● **Selected extract**:
———

The Black Cat, No. 9, June 1896

Welcome to the No. 9 issue of The Black Cat and the Black Cat Project!

Thankfully, this month’s issue annoyed me a lot less than the last. I guess that’s what happens when I don’t have to deal with a racial invective in the very title of a story.

Stories

“The House Across the Way” by Leo Gale

I was worried that I might not get another good creepy tale in The Black Cat until the autumnal/winter months. My worries were unfounded. There were two in this issue! The first was “The House Across the Way.” Mr. Jones is a bit nosy. He noticed the rather smart family who lived in the building across the street and when he noticed their absence, he was quick to inquire about their apartment. After he moves in, he befriends Mr. Flemming, the second floor’s only other resident. Since the other rooms on the floor aren’t locked, they make light use of them. During one lazy evening, Jones notices that the width of two apartments is shorter than the hallway is long. Is there a secret room? And the better question, why is there a secret room?

“Mrs. Sloan’s Curiosity” by Mabell Shippie Clarke

Mrs. Sloan’s daughter is engaged to Mr. G. F. S. Simms. He is, by all accounts, a nice guy and a good match. But there is one thing: he won’t tell anyone what G. F. S. stands for. We do find out, but I feel like this is maybe a joke that made more sense in 1896.

Mabell Shippie Clark had quite a literary career including a series featuring a character named Ethel Morton.

———

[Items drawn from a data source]
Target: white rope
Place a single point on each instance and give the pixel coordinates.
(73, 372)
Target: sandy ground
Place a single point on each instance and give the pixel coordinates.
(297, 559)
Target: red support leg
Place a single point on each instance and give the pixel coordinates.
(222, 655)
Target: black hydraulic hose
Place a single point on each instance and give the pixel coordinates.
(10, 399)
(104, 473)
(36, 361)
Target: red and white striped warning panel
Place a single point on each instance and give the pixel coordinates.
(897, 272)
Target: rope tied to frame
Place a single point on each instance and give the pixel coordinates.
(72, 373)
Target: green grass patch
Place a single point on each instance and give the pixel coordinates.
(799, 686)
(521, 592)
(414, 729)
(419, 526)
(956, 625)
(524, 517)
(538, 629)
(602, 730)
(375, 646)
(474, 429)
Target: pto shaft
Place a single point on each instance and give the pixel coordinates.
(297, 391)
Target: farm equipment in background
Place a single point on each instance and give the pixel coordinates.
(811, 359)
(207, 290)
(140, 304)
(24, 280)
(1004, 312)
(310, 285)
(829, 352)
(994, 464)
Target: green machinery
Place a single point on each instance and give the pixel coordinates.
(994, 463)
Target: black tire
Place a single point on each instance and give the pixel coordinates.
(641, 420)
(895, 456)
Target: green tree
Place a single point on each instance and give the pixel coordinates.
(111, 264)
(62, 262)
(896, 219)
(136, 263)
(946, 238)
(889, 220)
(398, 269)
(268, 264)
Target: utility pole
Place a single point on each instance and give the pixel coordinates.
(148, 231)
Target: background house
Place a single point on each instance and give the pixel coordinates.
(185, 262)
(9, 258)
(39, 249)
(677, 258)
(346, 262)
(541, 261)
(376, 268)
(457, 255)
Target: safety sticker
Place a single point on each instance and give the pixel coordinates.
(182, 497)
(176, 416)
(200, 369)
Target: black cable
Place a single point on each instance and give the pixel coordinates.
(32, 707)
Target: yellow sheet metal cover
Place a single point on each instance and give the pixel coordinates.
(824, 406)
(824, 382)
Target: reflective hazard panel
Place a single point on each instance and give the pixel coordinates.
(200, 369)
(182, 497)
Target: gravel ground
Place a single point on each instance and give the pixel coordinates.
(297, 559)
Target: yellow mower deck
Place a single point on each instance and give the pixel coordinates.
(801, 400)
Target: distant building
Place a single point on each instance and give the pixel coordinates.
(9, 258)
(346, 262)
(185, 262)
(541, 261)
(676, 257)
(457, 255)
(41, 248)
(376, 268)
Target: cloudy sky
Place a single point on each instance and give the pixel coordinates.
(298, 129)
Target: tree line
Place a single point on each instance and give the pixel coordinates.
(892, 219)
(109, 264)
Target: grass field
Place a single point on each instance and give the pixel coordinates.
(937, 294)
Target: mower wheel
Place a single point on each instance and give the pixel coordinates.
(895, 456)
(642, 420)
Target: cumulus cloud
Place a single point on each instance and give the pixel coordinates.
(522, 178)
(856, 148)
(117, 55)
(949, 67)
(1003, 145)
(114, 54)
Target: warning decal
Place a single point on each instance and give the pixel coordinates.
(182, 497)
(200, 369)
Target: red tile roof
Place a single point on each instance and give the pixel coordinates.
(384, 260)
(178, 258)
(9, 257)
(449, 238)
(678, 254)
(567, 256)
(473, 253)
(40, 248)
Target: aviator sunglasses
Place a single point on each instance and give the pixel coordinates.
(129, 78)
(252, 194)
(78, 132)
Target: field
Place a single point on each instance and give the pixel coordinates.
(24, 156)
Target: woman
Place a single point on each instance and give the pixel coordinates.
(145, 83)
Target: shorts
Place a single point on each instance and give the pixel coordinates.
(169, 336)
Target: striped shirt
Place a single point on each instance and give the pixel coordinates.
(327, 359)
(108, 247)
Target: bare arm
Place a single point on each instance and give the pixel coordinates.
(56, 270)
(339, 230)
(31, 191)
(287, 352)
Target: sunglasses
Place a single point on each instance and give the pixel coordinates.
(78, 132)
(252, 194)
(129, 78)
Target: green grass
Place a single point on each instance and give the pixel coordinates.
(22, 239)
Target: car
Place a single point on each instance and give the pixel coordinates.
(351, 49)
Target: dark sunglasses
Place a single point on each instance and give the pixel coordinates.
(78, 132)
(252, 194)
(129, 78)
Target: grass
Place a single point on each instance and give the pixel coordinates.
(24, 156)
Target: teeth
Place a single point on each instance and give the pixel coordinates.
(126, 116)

———

● **Requirement**: Can you reproduce the post about The Black Cat's June 1896 issue above, word for word and in full?

● **Answer for this exercise**:
The Black Cat, No. 9, June 1896

Welcome to the No. 9 issue of The Black Cat and the Black Cat Project!

Thankfully, this month’s issue annoyed me a lot less than the last. I guess that’s what happens when I don’t have to deal with a racial invective in the very title of a story.

Stories

“The House Across the Way” by Leo Gale

I was worried that I might not get another good creepy tale in The Black Cat until the autumnal/winter months. My worries were unfounded. There were two in this issue! The first was “The House Across the Way.” Mr. Jones is a bit nosy. He noticed the rather smart family who lived in the building across the street and when he noticed their absence, he was quick to inquire about their apartment. After he moves in, he befriends Mr. Flemming, the second floor’s only other resident. Since the other rooms on the floor aren’t locked, they make light use of them. During one lazy evening, Jones notices that the width of two apartments is shorter than the hallway is long. Is there a secret room? And the better question, why is there a secret room?

“Mrs. Sloan’s Curiosity” by Mabell Shippie Clarke

Mrs. Sloan’s daughter is engaged to Mr. G. F. S. Simms. He is, by all accounts, a nice guy and a good match. But there is one thing: he won’t tell anyone what G. F. S. stands for. We do find out, but I feel like this is maybe a joke that made more sense in 1896.

Mabell Shippie Clark had quite a literary career including a series featuring a character named Ethel Morton.